§ **Exercise objective**: Reproduce all of the data below verbatim, keeping every line unchanged.

Location identification entries
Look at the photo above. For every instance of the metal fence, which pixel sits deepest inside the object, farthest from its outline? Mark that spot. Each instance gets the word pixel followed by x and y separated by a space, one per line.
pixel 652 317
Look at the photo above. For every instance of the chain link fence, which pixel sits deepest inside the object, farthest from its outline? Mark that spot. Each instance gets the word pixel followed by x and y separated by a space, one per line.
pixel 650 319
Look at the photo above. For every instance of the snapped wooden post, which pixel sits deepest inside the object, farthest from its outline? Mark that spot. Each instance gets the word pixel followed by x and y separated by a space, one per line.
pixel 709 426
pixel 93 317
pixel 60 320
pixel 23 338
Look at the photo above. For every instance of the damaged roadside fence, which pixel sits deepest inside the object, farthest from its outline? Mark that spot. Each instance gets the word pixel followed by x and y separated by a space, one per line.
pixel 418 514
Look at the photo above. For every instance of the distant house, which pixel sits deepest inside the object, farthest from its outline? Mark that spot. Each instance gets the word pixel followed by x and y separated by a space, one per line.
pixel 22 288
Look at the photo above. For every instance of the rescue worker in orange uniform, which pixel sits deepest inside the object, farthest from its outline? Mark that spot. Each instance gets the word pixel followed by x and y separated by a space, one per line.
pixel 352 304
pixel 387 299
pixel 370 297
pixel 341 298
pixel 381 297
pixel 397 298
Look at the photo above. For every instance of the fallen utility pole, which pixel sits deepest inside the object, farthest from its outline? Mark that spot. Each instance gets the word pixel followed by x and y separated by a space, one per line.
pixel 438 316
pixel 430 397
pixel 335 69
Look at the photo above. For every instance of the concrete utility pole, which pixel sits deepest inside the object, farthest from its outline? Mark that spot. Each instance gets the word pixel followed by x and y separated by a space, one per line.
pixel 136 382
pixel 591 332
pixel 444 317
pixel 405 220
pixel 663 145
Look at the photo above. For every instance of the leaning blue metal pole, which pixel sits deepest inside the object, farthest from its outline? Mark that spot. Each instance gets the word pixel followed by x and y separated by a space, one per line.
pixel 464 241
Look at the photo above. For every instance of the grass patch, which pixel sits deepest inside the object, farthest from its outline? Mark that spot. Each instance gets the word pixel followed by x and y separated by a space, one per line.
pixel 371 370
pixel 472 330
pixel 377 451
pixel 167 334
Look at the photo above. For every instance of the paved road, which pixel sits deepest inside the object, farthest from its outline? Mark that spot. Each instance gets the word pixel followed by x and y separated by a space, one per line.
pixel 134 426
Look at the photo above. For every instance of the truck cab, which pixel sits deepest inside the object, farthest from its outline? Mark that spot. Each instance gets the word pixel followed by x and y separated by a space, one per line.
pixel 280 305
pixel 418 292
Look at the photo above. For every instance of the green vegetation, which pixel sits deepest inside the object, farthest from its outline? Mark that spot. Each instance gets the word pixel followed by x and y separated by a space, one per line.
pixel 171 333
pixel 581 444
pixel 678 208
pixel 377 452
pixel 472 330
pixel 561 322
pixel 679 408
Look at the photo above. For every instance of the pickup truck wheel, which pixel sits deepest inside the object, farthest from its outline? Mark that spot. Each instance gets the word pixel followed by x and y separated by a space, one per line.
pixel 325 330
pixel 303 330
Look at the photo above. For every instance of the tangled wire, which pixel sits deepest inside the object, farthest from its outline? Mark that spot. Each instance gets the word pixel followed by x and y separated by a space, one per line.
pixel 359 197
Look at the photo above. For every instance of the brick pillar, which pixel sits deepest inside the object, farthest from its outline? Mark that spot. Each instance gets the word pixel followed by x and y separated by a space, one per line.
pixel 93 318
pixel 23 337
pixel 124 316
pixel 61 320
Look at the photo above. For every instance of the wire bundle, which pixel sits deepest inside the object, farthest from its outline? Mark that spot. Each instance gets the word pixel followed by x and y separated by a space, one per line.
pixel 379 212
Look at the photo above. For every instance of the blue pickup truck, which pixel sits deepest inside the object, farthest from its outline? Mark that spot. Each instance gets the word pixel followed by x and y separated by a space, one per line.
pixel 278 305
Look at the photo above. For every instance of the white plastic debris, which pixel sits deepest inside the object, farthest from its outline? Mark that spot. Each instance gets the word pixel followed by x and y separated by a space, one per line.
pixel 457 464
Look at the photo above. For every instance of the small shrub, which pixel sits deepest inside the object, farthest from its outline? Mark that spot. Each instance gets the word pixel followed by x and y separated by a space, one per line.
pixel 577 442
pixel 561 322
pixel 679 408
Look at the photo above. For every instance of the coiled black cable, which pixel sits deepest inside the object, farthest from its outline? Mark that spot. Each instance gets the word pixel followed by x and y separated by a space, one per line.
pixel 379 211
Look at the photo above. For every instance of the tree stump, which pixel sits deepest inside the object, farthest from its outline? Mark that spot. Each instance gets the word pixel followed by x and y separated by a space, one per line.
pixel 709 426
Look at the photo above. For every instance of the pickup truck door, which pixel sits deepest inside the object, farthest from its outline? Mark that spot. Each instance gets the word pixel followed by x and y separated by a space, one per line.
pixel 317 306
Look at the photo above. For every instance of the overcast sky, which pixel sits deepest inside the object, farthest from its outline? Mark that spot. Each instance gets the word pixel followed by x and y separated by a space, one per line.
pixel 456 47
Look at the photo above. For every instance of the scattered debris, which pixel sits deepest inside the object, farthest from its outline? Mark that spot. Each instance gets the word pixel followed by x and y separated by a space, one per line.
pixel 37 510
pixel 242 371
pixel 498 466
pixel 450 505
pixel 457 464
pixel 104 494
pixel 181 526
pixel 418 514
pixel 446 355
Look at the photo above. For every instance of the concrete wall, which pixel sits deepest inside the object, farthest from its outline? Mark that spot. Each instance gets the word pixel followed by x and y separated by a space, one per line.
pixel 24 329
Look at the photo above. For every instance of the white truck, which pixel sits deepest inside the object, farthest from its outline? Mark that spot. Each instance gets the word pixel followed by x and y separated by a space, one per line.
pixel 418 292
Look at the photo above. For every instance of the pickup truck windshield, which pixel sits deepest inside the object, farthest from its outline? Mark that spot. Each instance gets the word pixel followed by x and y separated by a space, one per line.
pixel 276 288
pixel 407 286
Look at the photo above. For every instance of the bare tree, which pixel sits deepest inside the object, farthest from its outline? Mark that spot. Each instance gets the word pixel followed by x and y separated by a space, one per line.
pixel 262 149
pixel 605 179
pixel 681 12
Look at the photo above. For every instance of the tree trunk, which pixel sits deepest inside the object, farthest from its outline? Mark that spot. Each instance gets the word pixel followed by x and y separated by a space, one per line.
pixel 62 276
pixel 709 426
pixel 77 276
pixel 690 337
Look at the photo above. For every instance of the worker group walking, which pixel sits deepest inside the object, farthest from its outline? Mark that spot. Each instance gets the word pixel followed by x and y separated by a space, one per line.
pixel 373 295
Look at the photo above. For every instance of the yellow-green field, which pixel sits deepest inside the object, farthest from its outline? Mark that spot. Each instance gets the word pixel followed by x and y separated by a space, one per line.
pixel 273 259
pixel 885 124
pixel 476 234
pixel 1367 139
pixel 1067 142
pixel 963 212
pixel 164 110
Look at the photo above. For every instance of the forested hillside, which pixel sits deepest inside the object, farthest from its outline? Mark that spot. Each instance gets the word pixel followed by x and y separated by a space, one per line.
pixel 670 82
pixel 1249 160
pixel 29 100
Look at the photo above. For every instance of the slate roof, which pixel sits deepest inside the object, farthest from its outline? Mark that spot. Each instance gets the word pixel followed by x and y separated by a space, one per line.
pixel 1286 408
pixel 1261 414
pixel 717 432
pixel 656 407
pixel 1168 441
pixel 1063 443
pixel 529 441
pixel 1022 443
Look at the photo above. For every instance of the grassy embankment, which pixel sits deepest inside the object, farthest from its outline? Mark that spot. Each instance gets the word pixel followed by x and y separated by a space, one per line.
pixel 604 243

§ **Result of this exercise**:
Look at the photo above. For every instance of the metal fence, which pixel sits deepest inside the object, farthest from its outline? Mark that spot. Each instance gets the word pixel followed by x and y separated by a space, one per line.
pixel 652 317
Look at the photo above. For every instance of the chain link fence, which pixel sits deepest inside the object, farthest from its outline? Mark that spot. Each instance gets the word pixel followed by x and y separated by a space, one per line.
pixel 650 319
Look at the photo above. For every instance of the snapped wooden post, which pixel sits deepest inside the object, farthest from its outline? Mark that spot. Each instance gets the word pixel followed by x and y separated by a space, one per line.
pixel 709 426
pixel 93 317
pixel 60 320
pixel 23 338
Look at the photo above. For every instance of the damaged roadside fence, which pixel sits deepest inside the object, farthest from its outline? Mark that spot. Each instance gets the word pixel followed by x and y separated by a space, one per line.
pixel 418 514
Look at the photo above. For every instance of the distant house, which pixel sits deepest inside the object, farthest from its outline? Mark that spot. Each instance gets the word pixel followed by x and y separated by a space, one per line.
pixel 22 288
Look at the photo above. For every instance of the rescue worker in orange uniform, which pixel sits deepest inside the object, farthest from its outline? Mark that spot. Each instance gets the word pixel followed by x and y separated by a space, one per line.
pixel 352 304
pixel 387 299
pixel 370 297
pixel 341 298
pixel 381 297
pixel 397 298
Look at the photo above. For every instance of the fallen utility pole, which pixel sits deepest inside the object, farthest from its outline? Mark that spot. Each instance gets the word pixel followed by x and y separated by a space, one per line.
pixel 438 316
pixel 430 397
pixel 335 69
Look at the photo above. For every instance of the concrete utility pole, which pixel sits deepest inside the object, farthest from its outline? Mark that spot. Each instance gets the word pixel followed by x and y separated by a space, one per line.
pixel 136 382
pixel 591 332
pixel 444 317
pixel 405 220
pixel 663 145
Look at the photo above. For every instance of the leaning blue metal pole, which pixel sits deepest inside the object, farthest from its outline? Mark that spot. Each instance gets the word pixel followed by x and y separated by a space, one per line.
pixel 464 241
Look at the photo above. For every instance of the grass patch, which pixel sits deepest inside the object, farthest from its outline? Mark that spot. Each instance gets the word pixel followed by x and y separated by a space, one per line.
pixel 371 370
pixel 472 330
pixel 377 451
pixel 167 334
Look at the photo above. For every instance of the paved road, which pixel sits deepest inside the object, farthest from its outline? Mark that spot. Each instance gets the word pixel followed by x and y separated by a space, one per line.
pixel 134 426
Look at the photo above. For every instance of the truck cab, which pixel sits deepest inside the object, farthest from its outline? Mark that spot. Each instance gets the word pixel followed by x and y separated by a space, one per line.
pixel 280 305
pixel 418 292
Look at the photo above. For every instance of the green vegetation, which pixel sits deepest inside the object, farthest from its outline? Mark that spot. Each instance gets the word pixel followed by x and y separated by a space, one per line.
pixel 171 333
pixel 581 444
pixel 678 208
pixel 377 452
pixel 472 330
pixel 561 322
pixel 679 408
Look at the photo above. For every instance of the pickup truck wheel, which pixel sits deepest inside the object, farthest from its outline? Mark that spot. Each instance gets the word pixel followed by x and y separated by a space, one per line.
pixel 325 330
pixel 303 330
Look at the photo above. For every instance of the tangled wire, which pixel sits deepest inside the object, farthest from its outline? Mark that spot. Each instance gets the word pixel followed by x and y separated by a space, one per line.
pixel 359 197
Look at the photo above. For every instance of the brick pillar, which pixel sits deepest inside the object, farthest from its outline? Mark that spot. Each instance gets the word pixel followed by x and y separated by a space, one per line.
pixel 93 318
pixel 23 337
pixel 124 316
pixel 61 320
Look at the photo above. For every instance of the wire bundle, which pixel sits deepest inside the object, farthest from its outline? Mark that spot. Each instance gets the word pixel followed by x and y separated by a space, one per line.
pixel 379 212
Look at the photo above. For every instance of the blue pickup truck, which pixel sits deepest inside the object, farthest from its outline? Mark that spot. Each instance gets the word pixel followed by x and y separated by a space, one per line.
pixel 278 305
Look at the photo above. For every instance of the white plastic debris, which pixel sits deepest inside the object, farthest from its outline? Mark that spot. Each instance gets the word pixel followed by x and y separated by a space, one per line.
pixel 457 464
Look at the photo above. For every instance of the small shrub, which pixel sits deepest inside the object, farthest from its outline? Mark that spot. Each instance gets the word pixel followed by x and y separated by a space, one per line.
pixel 577 442
pixel 561 322
pixel 679 408
Look at the photo above. For every instance of the coiled black cable, which pixel sits deepest inside the object, farthest from its outline? Mark that spot. Each instance gets the word pixel followed by x and y separated by a space, one per line.
pixel 379 211
Look at the photo above. For every instance of the tree stump, which pixel sits deepest inside the object, farthest from its outline? Mark that spot. Each instance gets the word pixel followed by x and y separated by a space, one per line.
pixel 709 426
Look at the photo above. For every instance of the pickup truck door, which pixel sits deepest inside the object, farthest from its outline? Mark that spot. Each instance gets the word pixel followed by x and y separated by a space, one per line.
pixel 317 306
Look at the photo above. For every instance of the overcast sky, which pixel sits deepest inside the object, farthest from its outline? Mark that spot. Each instance gets the word pixel followed by x and y separated by a space, one per line.
pixel 456 47
Look at the photo above. For every instance of the scattered debris, which pixel sits deepest inside the object, farthest from its outline? Mark that spot. Each instance gets the word pixel followed by x and y separated by a space, one per line.
pixel 37 510
pixel 242 371
pixel 498 466
pixel 450 505
pixel 457 464
pixel 104 494
pixel 181 526
pixel 418 514
pixel 446 355
Look at the photo above. For every instance of the concrete wall, which pixel sits deepest inside the object, farthest from its outline? Mark that spot. Each instance gets the word pixel followed by x and y separated by a space, one per line.
pixel 24 329
Look at the photo above. For every instance of the white truck, which pixel sits deepest inside the object, farthest from its outline? Mark that spot. Each instance gets the word pixel followed by x and y separated by a space, one per line.
pixel 418 292
Look at the photo above. For every instance of the pickup truck windshield, which pixel sits deepest inside the object, farthest from its outline? Mark that spot. Each instance gets the word pixel followed by x and y separated by a space, one per line.
pixel 276 288
pixel 407 286
Look at the photo above. For every instance of the bare tree, which pixel sits deepest inside the object, farthest from its outline? Mark that spot. Each instance gets the word pixel followed by x and y separated by a space, one per line.
pixel 262 149
pixel 605 179
pixel 681 12
Look at the photo above. For every instance of the tree trunk, which pixel sits deepest inside the object, farthest from its outline? Mark that spot. Each instance gets the word pixel followed by x and y separated by a space, one per line.
pixel 62 276
pixel 709 426
pixel 77 276
pixel 690 337
Look at the photo above. For every instance of the worker group walking, which pixel sits deepest inside the object, farthest from its outline? Mark that spot. Each instance gets the word pixel followed by x and y separated by a space, one per line.
pixel 373 295
Look at the photo above. For every instance of the yellow-green field, which pixel sits deepest inside the object, farthest from its outline? Mark that spot. Each instance gets the word pixel followed by x and y separated by a space, one per line.
pixel 273 259
pixel 885 124
pixel 476 234
pixel 1367 139
pixel 1067 142
pixel 963 212
pixel 164 110
Look at the photo above. For every instance of the forested hillside, which pixel sits deepest inside the object, farthest from its outline? Mark that spot. Each instance gets the word pixel followed by x and y separated by a space, one per line.
pixel 670 82
pixel 1249 160
pixel 29 100
Look at the photo above. For every instance of the slate roof, which pixel sits deepest inside the object, farthest from its outline? Mark that spot. Each instance gets the word pixel followed by x and y separated by a space, one per line.
pixel 1286 408
pixel 1261 414
pixel 717 432
pixel 656 407
pixel 1168 441
pixel 1063 443
pixel 529 441
pixel 1022 443
Look at the photo above. For every instance of the grassy embankment, which pixel sits deepest inside the object, farthest from its outline? Mark that spot. Each instance gets the word pixel followed by x and y separated by a space, one per line.
pixel 604 243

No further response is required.